▶ [Prompt]: Begin the reply with the line containing "# point at: overcast" and end it with the final line of the listing, reproducing every line between exactly and adding nothing.

*** Begin section ***

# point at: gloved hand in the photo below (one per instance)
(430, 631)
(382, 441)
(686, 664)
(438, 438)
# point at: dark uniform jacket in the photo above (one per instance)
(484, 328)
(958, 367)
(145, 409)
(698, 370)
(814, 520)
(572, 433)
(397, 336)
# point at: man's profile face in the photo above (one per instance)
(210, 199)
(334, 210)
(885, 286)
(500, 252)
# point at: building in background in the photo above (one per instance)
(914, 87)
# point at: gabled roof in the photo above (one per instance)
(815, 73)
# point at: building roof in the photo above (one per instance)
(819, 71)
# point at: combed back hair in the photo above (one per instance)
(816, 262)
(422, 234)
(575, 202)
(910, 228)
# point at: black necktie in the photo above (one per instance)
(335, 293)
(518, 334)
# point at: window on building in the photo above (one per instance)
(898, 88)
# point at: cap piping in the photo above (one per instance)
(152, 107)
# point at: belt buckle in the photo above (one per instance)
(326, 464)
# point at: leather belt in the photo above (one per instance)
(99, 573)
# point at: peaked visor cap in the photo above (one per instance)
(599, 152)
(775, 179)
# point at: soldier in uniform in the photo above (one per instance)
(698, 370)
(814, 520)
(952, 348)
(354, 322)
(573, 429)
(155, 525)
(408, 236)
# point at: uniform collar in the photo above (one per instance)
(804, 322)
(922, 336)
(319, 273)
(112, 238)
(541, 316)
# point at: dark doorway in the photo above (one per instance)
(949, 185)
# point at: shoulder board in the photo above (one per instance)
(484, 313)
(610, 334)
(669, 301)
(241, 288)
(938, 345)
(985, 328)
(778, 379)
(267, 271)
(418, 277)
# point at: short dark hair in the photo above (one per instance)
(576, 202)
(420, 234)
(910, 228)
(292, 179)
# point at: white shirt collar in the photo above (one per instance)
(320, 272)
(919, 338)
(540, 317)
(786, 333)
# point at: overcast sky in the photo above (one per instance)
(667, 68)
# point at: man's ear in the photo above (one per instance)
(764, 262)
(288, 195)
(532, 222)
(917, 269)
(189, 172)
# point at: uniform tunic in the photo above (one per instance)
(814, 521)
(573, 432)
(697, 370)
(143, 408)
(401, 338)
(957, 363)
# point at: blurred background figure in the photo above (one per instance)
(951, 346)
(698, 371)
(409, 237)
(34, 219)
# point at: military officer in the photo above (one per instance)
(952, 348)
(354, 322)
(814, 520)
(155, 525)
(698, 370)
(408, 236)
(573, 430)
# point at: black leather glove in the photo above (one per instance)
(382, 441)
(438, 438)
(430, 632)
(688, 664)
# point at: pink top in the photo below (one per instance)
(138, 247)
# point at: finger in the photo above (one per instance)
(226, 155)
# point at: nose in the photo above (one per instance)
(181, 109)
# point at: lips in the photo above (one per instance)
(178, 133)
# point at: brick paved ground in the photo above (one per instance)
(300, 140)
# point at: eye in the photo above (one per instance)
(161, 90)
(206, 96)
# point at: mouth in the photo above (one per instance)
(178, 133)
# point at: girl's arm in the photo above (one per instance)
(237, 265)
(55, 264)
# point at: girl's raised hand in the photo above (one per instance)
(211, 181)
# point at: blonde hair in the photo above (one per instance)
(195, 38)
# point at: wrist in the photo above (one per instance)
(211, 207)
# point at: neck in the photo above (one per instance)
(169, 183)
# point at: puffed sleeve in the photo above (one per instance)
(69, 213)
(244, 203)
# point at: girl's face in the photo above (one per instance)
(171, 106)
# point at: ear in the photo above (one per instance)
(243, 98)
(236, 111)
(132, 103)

*** End section ***

▶ [Written reply]:
# point at: overcast sky in the photo above (one per instance)
(667, 68)
# point at: man's ear in the photo above (one per instance)
(764, 262)
(288, 195)
(532, 222)
(917, 269)
(189, 172)
# point at: uniform tunic in the photo above (one per instance)
(814, 521)
(573, 432)
(697, 370)
(143, 408)
(401, 338)
(957, 363)
# point at: blurred background figure in the photo above (one per instance)
(951, 346)
(698, 371)
(409, 237)
(34, 219)
# point at: military officer in the photo above (one per instance)
(952, 348)
(354, 322)
(814, 520)
(155, 525)
(698, 370)
(408, 236)
(573, 430)
# point at: black leather glove in the photo above (one per instance)
(382, 441)
(438, 438)
(430, 632)
(688, 664)
# point at: pink top in the photo below (one per instance)
(138, 247)
# point at: finger in the photo above (one per instance)
(226, 155)
# point at: nose in the photo above (one per instance)
(181, 109)
# point at: lips in the photo above (one per instance)
(178, 133)
# point at: brick paved ground in the photo above (one per instance)
(300, 140)
# point at: eye in the photo above (one per instance)
(161, 90)
(206, 96)
# point at: mouth in the photo above (one per instance)
(178, 133)
# point at: girl's arm in the photo above (one per instance)
(237, 265)
(55, 264)
# point at: girl's raised hand in the photo above (one per instance)
(211, 181)
# point at: blonde hair in the photo above (one per instance)
(195, 38)
# point at: wrist in the photo above (one per instance)
(211, 207)
# point at: neck in the photo above (one per instance)
(169, 183)
# point at: puffed sleeve in the photo above (one per instance)
(69, 213)
(244, 203)
# point at: girl's face in the photo above (one per instance)
(171, 106)
# point at: ear in the photo above (one per instance)
(243, 98)
(236, 111)
(132, 103)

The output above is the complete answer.